PROBLEM
Return every line of the records below that contains the word "crocodile", and treat uppercase and lowercase as different.

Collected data
--------------------------------

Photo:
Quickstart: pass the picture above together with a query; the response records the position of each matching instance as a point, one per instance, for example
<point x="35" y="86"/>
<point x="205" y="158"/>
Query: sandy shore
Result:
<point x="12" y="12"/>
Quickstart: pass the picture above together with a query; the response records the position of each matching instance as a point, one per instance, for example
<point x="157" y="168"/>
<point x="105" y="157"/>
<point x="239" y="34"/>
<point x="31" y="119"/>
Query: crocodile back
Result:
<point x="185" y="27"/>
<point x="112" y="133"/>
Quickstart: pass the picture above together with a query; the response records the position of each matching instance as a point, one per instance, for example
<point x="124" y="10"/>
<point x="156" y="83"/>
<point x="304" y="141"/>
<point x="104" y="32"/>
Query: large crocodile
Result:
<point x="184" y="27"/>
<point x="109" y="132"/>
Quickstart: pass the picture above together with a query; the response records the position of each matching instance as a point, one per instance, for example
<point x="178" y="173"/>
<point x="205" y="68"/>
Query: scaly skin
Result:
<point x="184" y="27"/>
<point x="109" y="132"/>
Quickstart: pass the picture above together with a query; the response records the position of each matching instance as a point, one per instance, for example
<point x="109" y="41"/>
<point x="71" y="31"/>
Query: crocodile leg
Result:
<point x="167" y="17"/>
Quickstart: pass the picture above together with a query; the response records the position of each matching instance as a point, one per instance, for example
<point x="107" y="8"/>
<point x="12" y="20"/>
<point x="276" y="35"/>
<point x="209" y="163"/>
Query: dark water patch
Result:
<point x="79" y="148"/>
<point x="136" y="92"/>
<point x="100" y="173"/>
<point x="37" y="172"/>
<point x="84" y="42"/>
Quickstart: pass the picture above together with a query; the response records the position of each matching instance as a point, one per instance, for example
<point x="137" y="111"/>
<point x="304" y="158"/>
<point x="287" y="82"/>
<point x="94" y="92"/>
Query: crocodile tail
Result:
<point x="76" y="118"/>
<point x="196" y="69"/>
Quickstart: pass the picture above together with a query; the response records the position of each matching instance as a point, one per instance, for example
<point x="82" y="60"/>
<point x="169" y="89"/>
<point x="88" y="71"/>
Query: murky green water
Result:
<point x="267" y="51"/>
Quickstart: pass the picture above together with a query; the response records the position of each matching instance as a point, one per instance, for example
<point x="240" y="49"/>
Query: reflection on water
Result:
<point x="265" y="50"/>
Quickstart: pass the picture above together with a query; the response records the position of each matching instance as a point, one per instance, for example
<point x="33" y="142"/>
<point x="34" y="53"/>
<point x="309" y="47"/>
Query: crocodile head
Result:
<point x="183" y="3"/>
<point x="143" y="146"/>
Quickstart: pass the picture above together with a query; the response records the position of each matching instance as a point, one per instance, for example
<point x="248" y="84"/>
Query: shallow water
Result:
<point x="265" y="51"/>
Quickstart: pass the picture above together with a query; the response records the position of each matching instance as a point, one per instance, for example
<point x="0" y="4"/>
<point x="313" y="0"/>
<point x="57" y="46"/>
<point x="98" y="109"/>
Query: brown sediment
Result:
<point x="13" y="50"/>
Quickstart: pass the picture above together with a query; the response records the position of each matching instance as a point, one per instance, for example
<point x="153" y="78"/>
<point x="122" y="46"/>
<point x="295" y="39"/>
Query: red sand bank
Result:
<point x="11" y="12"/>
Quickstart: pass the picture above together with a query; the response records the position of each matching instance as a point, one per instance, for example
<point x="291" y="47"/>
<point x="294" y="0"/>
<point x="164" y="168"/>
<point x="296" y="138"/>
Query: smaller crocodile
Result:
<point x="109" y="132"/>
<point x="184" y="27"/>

--------------------------------

CORRECT OUTPUT
Query: crocodile back
Query: large crocodile
Query: crocodile leg
Query: crocodile tail
Query: crocodile head
Query: smaller crocodile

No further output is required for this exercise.